**Extract**.
——————
An alternative would be to have only the new capacity be considered uninitialized—that is, the changes to count are ignored. That's more dangerous, but probably less surprising, and again you can always catch and rethrow if it's not what you want.

Another alternative would be to provide a different method entirely—call it append(unsafeUninitializedCapacity:initializingWith:). The block for this method would only have access to the new, uninitialized capacity, so that's the only part that would need to be assumed uninitialized after throwing. If you want to access the existing capacity, you'd need to use withUnsafeMutableBufferPointer(_:) instead. If we think it's critical to be able to access the existing capacity, we could perhaps provide that through a second buffer pointer parameter to the closure—we could even decide to make this one immutable for safety.

(I do notice, though, that all of these behaviors would be less surprising if the block returned the final count instead of setting an inout parameter. If you haven't returned a count, of course it can't know how many elements you've initialized.)

Would it really be that safe though?

var someArray = [MyClass(), MyClass()]
someArray.withUnsafeMutableBufferPointerToStorage(capacity: 10) { buffer, count in
  throw MyError.someError
}
// MyClass instances were leaked

Leaking instances is type-safe (it doesn't interpret a value of one type as an incompatible type) and memory-safe (it doesn't access or modify memory that doesn't belong to it). It's still a bug, of course, but it's not the kind of bug Swift is concerned with when it talks about "safety".
——————
[Extracts from a box-labeled dataset]
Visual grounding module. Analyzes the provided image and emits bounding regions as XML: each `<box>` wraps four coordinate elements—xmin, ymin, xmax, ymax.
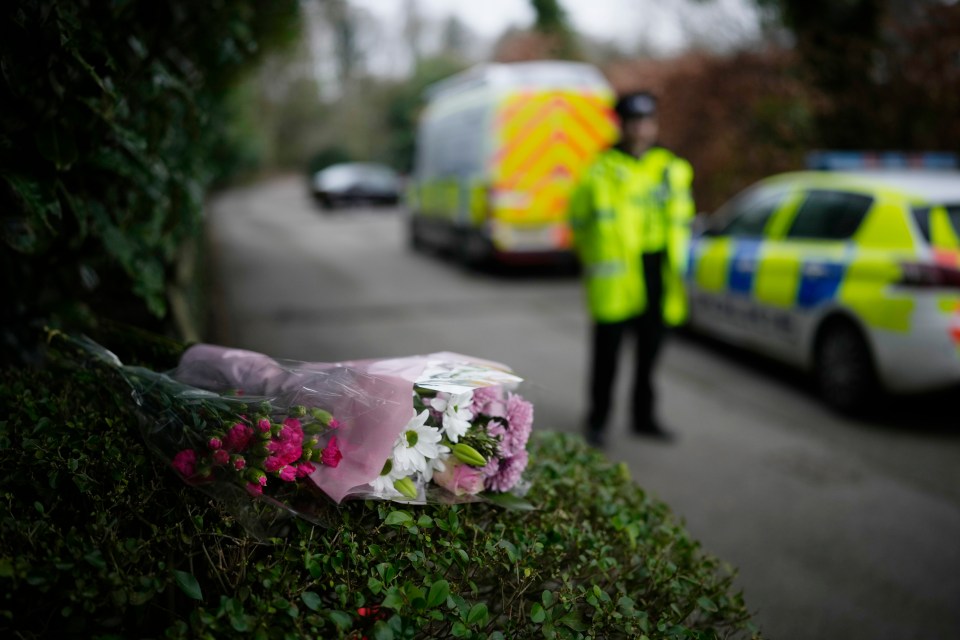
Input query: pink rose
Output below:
<box><xmin>433</xmin><ymin>458</ymin><xmax>484</xmax><ymax>496</ymax></box>
<box><xmin>170</xmin><ymin>449</ymin><xmax>197</xmax><ymax>478</ymax></box>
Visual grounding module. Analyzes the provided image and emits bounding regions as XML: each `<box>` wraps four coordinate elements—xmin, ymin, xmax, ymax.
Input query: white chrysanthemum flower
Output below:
<box><xmin>393</xmin><ymin>409</ymin><xmax>442</xmax><ymax>475</ymax></box>
<box><xmin>430</xmin><ymin>389</ymin><xmax>473</xmax><ymax>444</ymax></box>
<box><xmin>423</xmin><ymin>444</ymin><xmax>450</xmax><ymax>482</ymax></box>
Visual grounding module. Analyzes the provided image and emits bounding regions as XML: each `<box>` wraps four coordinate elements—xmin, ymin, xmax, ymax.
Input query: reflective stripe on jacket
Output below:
<box><xmin>570</xmin><ymin>147</ymin><xmax>694</xmax><ymax>325</ymax></box>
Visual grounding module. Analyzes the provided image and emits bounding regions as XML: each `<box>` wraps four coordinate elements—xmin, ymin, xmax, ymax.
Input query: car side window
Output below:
<box><xmin>911</xmin><ymin>204</ymin><xmax>960</xmax><ymax>242</ymax></box>
<box><xmin>787</xmin><ymin>190</ymin><xmax>873</xmax><ymax>240</ymax></box>
<box><xmin>715</xmin><ymin>191</ymin><xmax>785</xmax><ymax>238</ymax></box>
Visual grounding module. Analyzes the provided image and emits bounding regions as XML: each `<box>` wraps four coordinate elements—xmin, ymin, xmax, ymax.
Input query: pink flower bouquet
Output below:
<box><xmin>79</xmin><ymin>344</ymin><xmax>533</xmax><ymax>532</ymax></box>
<box><xmin>172</xmin><ymin>345</ymin><xmax>533</xmax><ymax>510</ymax></box>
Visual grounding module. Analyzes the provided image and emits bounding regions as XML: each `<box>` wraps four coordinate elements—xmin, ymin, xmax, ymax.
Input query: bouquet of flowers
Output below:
<box><xmin>71</xmin><ymin>341</ymin><xmax>533</xmax><ymax>528</ymax></box>
<box><xmin>370</xmin><ymin>364</ymin><xmax>533</xmax><ymax>498</ymax></box>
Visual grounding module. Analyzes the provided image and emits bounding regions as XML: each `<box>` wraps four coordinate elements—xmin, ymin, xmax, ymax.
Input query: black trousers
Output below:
<box><xmin>587</xmin><ymin>253</ymin><xmax>666</xmax><ymax>433</ymax></box>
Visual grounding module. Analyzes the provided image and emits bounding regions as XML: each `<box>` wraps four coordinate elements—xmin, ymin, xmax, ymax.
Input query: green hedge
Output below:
<box><xmin>0</xmin><ymin>341</ymin><xmax>758</xmax><ymax>640</ymax></box>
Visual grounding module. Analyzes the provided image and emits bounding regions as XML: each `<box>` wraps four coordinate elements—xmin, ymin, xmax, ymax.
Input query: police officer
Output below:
<box><xmin>570</xmin><ymin>92</ymin><xmax>694</xmax><ymax>446</ymax></box>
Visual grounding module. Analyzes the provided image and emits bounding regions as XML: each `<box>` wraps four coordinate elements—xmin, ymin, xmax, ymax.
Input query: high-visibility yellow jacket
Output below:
<box><xmin>570</xmin><ymin>147</ymin><xmax>694</xmax><ymax>325</ymax></box>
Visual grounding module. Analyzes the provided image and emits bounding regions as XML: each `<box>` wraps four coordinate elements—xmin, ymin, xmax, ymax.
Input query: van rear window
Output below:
<box><xmin>912</xmin><ymin>204</ymin><xmax>960</xmax><ymax>243</ymax></box>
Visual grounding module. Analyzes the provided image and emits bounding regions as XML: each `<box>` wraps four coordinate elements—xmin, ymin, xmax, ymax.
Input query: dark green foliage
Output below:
<box><xmin>0</xmin><ymin>0</ymin><xmax>299</xmax><ymax>360</ymax></box>
<box><xmin>0</xmin><ymin>332</ymin><xmax>753</xmax><ymax>638</ymax></box>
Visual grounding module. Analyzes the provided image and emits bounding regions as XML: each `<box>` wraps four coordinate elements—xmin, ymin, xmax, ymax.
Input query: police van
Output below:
<box><xmin>686</xmin><ymin>165</ymin><xmax>960</xmax><ymax>411</ymax></box>
<box><xmin>406</xmin><ymin>61</ymin><xmax>617</xmax><ymax>263</ymax></box>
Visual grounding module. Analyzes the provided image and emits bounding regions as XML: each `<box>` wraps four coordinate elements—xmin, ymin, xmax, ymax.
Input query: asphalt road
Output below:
<box><xmin>208</xmin><ymin>178</ymin><xmax>960</xmax><ymax>640</ymax></box>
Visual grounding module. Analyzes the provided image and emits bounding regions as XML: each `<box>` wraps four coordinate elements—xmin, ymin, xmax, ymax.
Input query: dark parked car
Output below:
<box><xmin>311</xmin><ymin>162</ymin><xmax>401</xmax><ymax>209</ymax></box>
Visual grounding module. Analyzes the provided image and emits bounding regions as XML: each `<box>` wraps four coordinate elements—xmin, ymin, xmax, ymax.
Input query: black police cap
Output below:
<box><xmin>613</xmin><ymin>91</ymin><xmax>657</xmax><ymax>120</ymax></box>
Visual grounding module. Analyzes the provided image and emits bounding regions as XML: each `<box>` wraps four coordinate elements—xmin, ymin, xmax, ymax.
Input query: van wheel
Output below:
<box><xmin>814</xmin><ymin>320</ymin><xmax>879</xmax><ymax>414</ymax></box>
<box><xmin>407</xmin><ymin>217</ymin><xmax>427</xmax><ymax>251</ymax></box>
<box><xmin>455</xmin><ymin>230</ymin><xmax>493</xmax><ymax>270</ymax></box>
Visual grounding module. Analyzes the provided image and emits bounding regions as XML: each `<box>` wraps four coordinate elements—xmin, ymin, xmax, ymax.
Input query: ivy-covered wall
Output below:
<box><xmin>0</xmin><ymin>0</ymin><xmax>300</xmax><ymax>363</ymax></box>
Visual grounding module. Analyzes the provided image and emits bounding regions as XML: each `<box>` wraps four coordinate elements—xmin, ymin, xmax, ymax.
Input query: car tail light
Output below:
<box><xmin>898</xmin><ymin>262</ymin><xmax>960</xmax><ymax>289</ymax></box>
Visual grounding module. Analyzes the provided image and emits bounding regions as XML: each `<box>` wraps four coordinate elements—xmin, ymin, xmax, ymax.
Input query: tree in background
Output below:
<box><xmin>0</xmin><ymin>0</ymin><xmax>299</xmax><ymax>362</ymax></box>
<box><xmin>493</xmin><ymin>0</ymin><xmax>584</xmax><ymax>62</ymax></box>
<box><xmin>757</xmin><ymin>0</ymin><xmax>960</xmax><ymax>150</ymax></box>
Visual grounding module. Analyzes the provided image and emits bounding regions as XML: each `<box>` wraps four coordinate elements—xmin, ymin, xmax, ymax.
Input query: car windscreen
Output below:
<box><xmin>912</xmin><ymin>204</ymin><xmax>960</xmax><ymax>245</ymax></box>
<box><xmin>320</xmin><ymin>165</ymin><xmax>398</xmax><ymax>191</ymax></box>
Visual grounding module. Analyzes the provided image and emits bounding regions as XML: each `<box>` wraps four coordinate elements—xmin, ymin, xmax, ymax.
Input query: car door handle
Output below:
<box><xmin>803</xmin><ymin>264</ymin><xmax>827</xmax><ymax>278</ymax></box>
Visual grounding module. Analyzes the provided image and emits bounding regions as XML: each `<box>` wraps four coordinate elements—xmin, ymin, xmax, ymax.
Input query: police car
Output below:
<box><xmin>687</xmin><ymin>170</ymin><xmax>960</xmax><ymax>411</ymax></box>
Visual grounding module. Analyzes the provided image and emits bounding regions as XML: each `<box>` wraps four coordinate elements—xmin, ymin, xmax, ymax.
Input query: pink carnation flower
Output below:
<box><xmin>224</xmin><ymin>422</ymin><xmax>253</xmax><ymax>453</ymax></box>
<box><xmin>500</xmin><ymin>393</ymin><xmax>533</xmax><ymax>456</ymax></box>
<box><xmin>486</xmin><ymin>449</ymin><xmax>529</xmax><ymax>491</ymax></box>
<box><xmin>170</xmin><ymin>449</ymin><xmax>197</xmax><ymax>478</ymax></box>
<box><xmin>433</xmin><ymin>460</ymin><xmax>484</xmax><ymax>496</ymax></box>
<box><xmin>264</xmin><ymin>418</ymin><xmax>303</xmax><ymax>471</ymax></box>
<box><xmin>320</xmin><ymin>436</ymin><xmax>343</xmax><ymax>468</ymax></box>
<box><xmin>297</xmin><ymin>462</ymin><xmax>317</xmax><ymax>478</ymax></box>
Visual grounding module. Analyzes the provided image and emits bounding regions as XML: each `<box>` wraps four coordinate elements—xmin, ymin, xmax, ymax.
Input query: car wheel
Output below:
——————
**Exercise set**.
[A] According to the excerpt, which two kinds of safety does leaking instances not violate?
[B] List each line of the listing that contains the word "bouquet".
The excerpt and the listing are unrelated.

**Answers provided**.
[A] Type safety and memory safety.

[B]
Input query: pink flower bouquet
Input query: bouquet of flowers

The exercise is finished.